_What is required:_ Copy out the lines below, starting with the line that contains "# point at: beige carpet" and ending with the last line of the records, and leave the pictures out of your answer.

_Material to process:_
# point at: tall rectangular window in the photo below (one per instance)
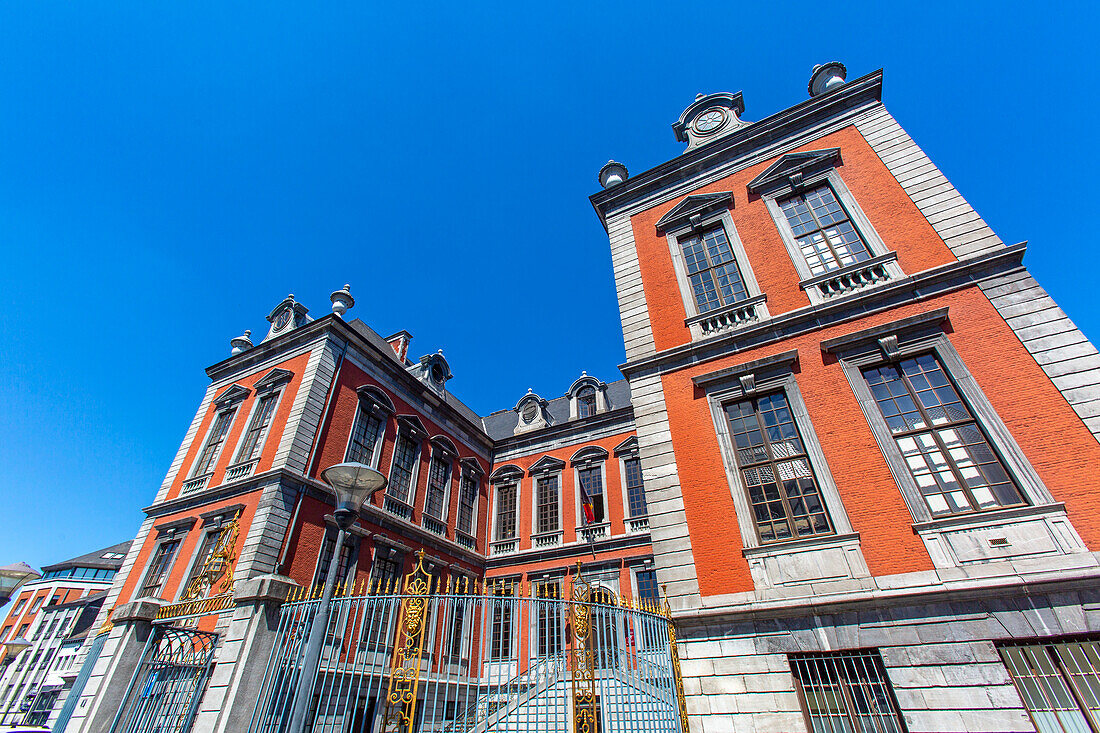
(592, 483)
(506, 511)
(546, 490)
(823, 230)
(635, 489)
(364, 436)
(158, 568)
(257, 428)
(439, 478)
(1059, 684)
(549, 617)
(502, 632)
(468, 498)
(846, 691)
(400, 476)
(774, 468)
(712, 269)
(218, 433)
(947, 453)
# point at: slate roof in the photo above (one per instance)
(502, 424)
(92, 559)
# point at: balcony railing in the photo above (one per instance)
(732, 316)
(198, 483)
(241, 470)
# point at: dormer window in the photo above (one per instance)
(586, 402)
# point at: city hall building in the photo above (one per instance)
(847, 481)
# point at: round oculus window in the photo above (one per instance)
(710, 120)
(282, 319)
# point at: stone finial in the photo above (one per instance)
(826, 77)
(613, 174)
(241, 343)
(342, 299)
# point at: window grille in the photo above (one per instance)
(439, 477)
(400, 474)
(846, 691)
(823, 230)
(158, 568)
(948, 456)
(593, 483)
(547, 503)
(712, 269)
(787, 502)
(1059, 684)
(506, 511)
(635, 488)
(257, 428)
(468, 495)
(364, 436)
(218, 433)
(586, 402)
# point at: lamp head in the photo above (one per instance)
(353, 483)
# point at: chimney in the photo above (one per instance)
(400, 343)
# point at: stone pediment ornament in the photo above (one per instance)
(693, 208)
(791, 168)
(231, 394)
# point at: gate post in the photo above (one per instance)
(238, 678)
(132, 626)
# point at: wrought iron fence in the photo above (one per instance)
(420, 656)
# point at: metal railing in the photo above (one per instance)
(421, 656)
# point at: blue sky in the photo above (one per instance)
(168, 172)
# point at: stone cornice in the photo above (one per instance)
(850, 97)
(913, 288)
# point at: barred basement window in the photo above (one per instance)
(952, 461)
(635, 489)
(257, 428)
(846, 691)
(158, 568)
(468, 496)
(1059, 682)
(218, 433)
(364, 436)
(823, 230)
(506, 511)
(439, 477)
(715, 279)
(546, 489)
(400, 473)
(787, 502)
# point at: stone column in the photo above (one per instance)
(110, 679)
(242, 657)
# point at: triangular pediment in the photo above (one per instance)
(547, 465)
(794, 165)
(697, 205)
(230, 395)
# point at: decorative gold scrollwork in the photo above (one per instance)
(405, 670)
(582, 657)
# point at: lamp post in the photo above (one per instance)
(12, 577)
(353, 484)
(12, 649)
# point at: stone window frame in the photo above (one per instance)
(376, 403)
(910, 337)
(823, 170)
(546, 467)
(706, 218)
(756, 378)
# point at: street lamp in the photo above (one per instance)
(353, 483)
(11, 649)
(12, 577)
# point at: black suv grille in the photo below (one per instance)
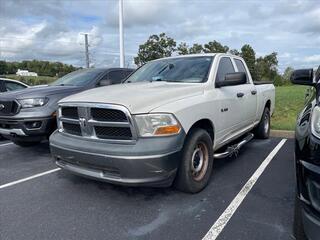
(70, 112)
(121, 133)
(108, 115)
(71, 128)
(8, 108)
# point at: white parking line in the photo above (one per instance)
(5, 144)
(219, 225)
(29, 178)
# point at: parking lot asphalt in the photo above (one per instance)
(63, 206)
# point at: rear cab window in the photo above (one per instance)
(241, 67)
(225, 66)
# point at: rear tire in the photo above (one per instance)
(262, 131)
(196, 164)
(26, 144)
(298, 230)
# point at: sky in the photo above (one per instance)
(53, 29)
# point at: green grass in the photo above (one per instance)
(32, 80)
(289, 102)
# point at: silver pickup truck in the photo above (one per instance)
(165, 125)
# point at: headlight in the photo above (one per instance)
(152, 125)
(315, 122)
(33, 102)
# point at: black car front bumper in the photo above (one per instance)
(148, 162)
(307, 154)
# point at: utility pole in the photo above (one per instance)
(121, 33)
(86, 45)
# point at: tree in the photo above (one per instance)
(266, 67)
(234, 52)
(196, 48)
(215, 47)
(157, 46)
(287, 74)
(249, 55)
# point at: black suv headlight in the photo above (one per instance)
(33, 102)
(315, 122)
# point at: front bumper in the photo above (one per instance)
(22, 129)
(311, 223)
(307, 163)
(148, 162)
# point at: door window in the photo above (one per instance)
(225, 67)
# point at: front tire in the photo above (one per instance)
(196, 164)
(26, 144)
(262, 131)
(298, 230)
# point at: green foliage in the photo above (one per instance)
(264, 68)
(43, 68)
(157, 46)
(267, 67)
(183, 49)
(234, 52)
(215, 47)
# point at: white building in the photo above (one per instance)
(26, 73)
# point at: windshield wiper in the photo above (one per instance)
(170, 65)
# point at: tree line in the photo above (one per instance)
(263, 68)
(42, 68)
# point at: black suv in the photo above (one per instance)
(29, 115)
(307, 159)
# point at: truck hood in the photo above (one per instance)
(39, 91)
(140, 97)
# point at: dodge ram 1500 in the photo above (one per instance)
(165, 125)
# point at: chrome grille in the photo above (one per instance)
(70, 112)
(96, 121)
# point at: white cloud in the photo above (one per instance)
(312, 59)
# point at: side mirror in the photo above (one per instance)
(105, 82)
(232, 79)
(303, 77)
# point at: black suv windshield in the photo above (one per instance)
(78, 78)
(185, 69)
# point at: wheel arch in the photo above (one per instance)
(205, 124)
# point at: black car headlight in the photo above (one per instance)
(315, 122)
(33, 102)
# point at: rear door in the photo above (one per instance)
(2, 87)
(249, 99)
(231, 111)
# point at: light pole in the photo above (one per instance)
(121, 33)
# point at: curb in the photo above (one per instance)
(282, 134)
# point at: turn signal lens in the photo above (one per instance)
(167, 130)
(157, 124)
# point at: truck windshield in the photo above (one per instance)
(185, 69)
(78, 78)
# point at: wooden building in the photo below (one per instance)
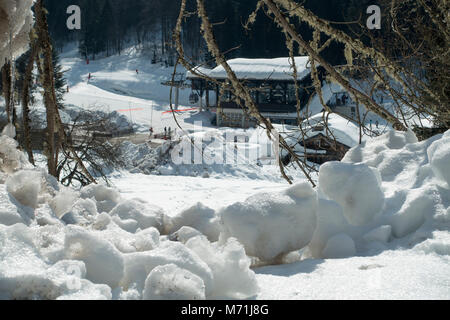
(271, 84)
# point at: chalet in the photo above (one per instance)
(271, 84)
(319, 144)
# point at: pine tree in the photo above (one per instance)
(60, 81)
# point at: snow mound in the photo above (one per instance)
(184, 234)
(135, 214)
(106, 198)
(104, 263)
(81, 212)
(330, 221)
(24, 274)
(439, 155)
(201, 218)
(339, 246)
(357, 188)
(139, 265)
(25, 186)
(11, 159)
(380, 234)
(63, 202)
(11, 212)
(230, 267)
(169, 282)
(270, 225)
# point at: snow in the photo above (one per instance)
(260, 69)
(11, 212)
(330, 221)
(184, 234)
(137, 214)
(169, 282)
(257, 222)
(230, 267)
(439, 155)
(16, 19)
(339, 246)
(25, 186)
(104, 263)
(356, 187)
(201, 218)
(381, 234)
(377, 227)
(139, 265)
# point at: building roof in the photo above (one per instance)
(259, 69)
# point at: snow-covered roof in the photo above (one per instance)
(344, 131)
(259, 69)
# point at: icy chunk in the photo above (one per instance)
(104, 263)
(25, 186)
(233, 278)
(439, 157)
(272, 224)
(63, 202)
(184, 234)
(357, 188)
(201, 218)
(380, 234)
(138, 265)
(144, 214)
(330, 221)
(339, 246)
(169, 282)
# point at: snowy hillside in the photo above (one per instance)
(376, 227)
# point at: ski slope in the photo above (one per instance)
(381, 217)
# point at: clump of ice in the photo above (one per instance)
(230, 267)
(11, 212)
(272, 224)
(135, 214)
(11, 159)
(356, 187)
(25, 186)
(184, 234)
(63, 202)
(339, 246)
(169, 282)
(138, 265)
(201, 218)
(330, 221)
(107, 198)
(380, 234)
(439, 156)
(79, 211)
(104, 263)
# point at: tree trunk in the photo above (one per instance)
(6, 84)
(25, 101)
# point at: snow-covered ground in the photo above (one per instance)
(376, 227)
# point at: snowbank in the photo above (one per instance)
(169, 282)
(270, 225)
(357, 188)
(230, 268)
(201, 218)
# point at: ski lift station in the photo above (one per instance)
(272, 86)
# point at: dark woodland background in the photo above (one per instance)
(108, 26)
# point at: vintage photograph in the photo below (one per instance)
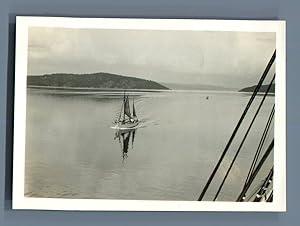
(176, 110)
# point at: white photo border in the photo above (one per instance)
(22, 26)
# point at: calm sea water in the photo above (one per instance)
(72, 151)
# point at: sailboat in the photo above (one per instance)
(127, 120)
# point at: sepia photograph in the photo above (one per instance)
(149, 114)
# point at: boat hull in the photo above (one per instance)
(127, 125)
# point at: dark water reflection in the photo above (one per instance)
(124, 138)
(72, 151)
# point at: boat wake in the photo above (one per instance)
(142, 124)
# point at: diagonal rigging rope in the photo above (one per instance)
(261, 144)
(244, 138)
(238, 125)
(256, 170)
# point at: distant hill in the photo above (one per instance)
(194, 87)
(263, 88)
(95, 80)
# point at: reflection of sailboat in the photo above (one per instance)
(124, 139)
(126, 120)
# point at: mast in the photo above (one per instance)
(124, 106)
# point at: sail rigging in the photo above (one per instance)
(127, 107)
(133, 109)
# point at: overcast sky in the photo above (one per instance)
(228, 59)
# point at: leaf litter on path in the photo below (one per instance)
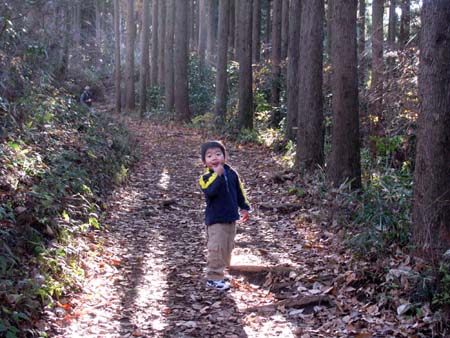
(144, 272)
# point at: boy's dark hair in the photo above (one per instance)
(212, 144)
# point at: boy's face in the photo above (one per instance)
(214, 158)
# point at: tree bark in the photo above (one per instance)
(310, 120)
(170, 24)
(276, 59)
(431, 209)
(117, 55)
(405, 22)
(329, 38)
(231, 29)
(221, 78)
(211, 41)
(292, 69)
(268, 21)
(161, 42)
(377, 65)
(256, 31)
(345, 150)
(244, 25)
(129, 65)
(144, 58)
(202, 33)
(362, 45)
(284, 28)
(154, 58)
(392, 28)
(181, 59)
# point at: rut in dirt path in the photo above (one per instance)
(291, 277)
(149, 279)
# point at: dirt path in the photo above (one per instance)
(146, 272)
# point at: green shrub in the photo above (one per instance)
(383, 208)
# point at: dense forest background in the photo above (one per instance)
(354, 94)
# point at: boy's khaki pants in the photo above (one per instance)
(220, 245)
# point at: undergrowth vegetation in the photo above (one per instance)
(59, 161)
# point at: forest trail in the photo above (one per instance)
(146, 272)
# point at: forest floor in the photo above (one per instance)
(291, 275)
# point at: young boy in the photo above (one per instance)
(225, 195)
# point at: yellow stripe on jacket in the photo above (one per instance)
(206, 184)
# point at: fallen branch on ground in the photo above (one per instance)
(299, 301)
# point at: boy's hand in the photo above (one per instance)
(219, 170)
(244, 215)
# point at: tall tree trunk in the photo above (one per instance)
(284, 28)
(392, 24)
(345, 159)
(98, 32)
(329, 14)
(431, 210)
(170, 25)
(192, 24)
(144, 58)
(292, 71)
(117, 55)
(405, 22)
(202, 33)
(276, 59)
(196, 10)
(244, 28)
(64, 64)
(377, 65)
(211, 41)
(231, 29)
(154, 58)
(181, 60)
(310, 136)
(268, 21)
(362, 45)
(129, 65)
(161, 42)
(221, 78)
(256, 31)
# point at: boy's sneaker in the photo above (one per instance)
(218, 284)
(227, 278)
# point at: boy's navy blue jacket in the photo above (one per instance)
(224, 196)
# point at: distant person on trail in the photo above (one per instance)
(225, 200)
(86, 97)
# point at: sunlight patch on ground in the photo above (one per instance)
(164, 180)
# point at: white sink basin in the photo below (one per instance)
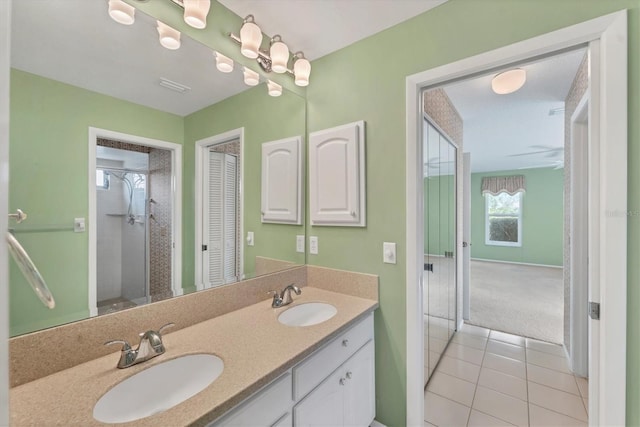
(158, 388)
(307, 314)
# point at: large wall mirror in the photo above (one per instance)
(105, 124)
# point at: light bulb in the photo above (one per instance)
(274, 88)
(509, 81)
(251, 78)
(195, 12)
(301, 70)
(279, 53)
(223, 63)
(169, 37)
(121, 12)
(250, 38)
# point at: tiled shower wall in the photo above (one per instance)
(160, 238)
(577, 91)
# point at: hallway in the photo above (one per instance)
(490, 378)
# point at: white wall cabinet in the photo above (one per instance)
(337, 176)
(282, 181)
(335, 386)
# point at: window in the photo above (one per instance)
(102, 179)
(503, 219)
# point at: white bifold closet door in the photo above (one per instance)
(219, 253)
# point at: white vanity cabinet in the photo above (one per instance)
(345, 398)
(334, 386)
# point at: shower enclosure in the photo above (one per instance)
(122, 229)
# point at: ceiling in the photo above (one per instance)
(517, 131)
(126, 62)
(319, 27)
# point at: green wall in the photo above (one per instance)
(48, 154)
(359, 82)
(264, 119)
(542, 219)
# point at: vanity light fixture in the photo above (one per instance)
(121, 12)
(279, 55)
(195, 12)
(277, 58)
(301, 70)
(274, 88)
(251, 78)
(250, 38)
(169, 37)
(508, 81)
(224, 64)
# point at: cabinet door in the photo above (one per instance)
(336, 176)
(324, 406)
(360, 390)
(282, 181)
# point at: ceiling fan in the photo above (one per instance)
(548, 150)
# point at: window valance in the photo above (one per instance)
(503, 184)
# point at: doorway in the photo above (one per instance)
(134, 221)
(607, 178)
(219, 210)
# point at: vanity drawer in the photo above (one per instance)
(311, 372)
(268, 407)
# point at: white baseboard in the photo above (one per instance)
(514, 262)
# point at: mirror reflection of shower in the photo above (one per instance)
(122, 229)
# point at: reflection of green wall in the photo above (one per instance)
(439, 225)
(542, 219)
(48, 153)
(49, 175)
(262, 118)
(354, 84)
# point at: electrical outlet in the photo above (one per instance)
(313, 245)
(389, 253)
(78, 225)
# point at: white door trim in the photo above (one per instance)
(176, 220)
(578, 230)
(202, 146)
(607, 230)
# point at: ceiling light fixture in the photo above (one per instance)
(278, 56)
(509, 81)
(121, 12)
(274, 88)
(251, 78)
(195, 12)
(169, 37)
(224, 64)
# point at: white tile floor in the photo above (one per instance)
(489, 378)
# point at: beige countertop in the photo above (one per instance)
(253, 345)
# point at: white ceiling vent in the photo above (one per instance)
(174, 85)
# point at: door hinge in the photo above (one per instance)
(594, 310)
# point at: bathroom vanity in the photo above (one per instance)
(274, 374)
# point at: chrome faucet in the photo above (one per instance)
(284, 297)
(149, 347)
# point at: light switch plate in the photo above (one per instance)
(78, 225)
(389, 253)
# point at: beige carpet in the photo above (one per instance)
(519, 299)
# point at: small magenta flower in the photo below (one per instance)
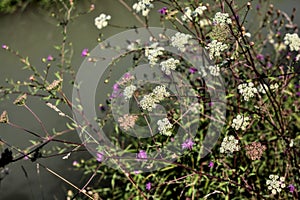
(142, 154)
(50, 58)
(99, 157)
(85, 52)
(193, 70)
(148, 186)
(292, 188)
(188, 144)
(163, 11)
(4, 46)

_Exercise result:_
# point at: beige carpet in the photo above (one per instance)
(519, 299)
# point at: small magenta flower in the photo below (one per instance)
(142, 154)
(50, 58)
(99, 157)
(85, 52)
(193, 70)
(148, 186)
(292, 188)
(188, 144)
(163, 11)
(4, 46)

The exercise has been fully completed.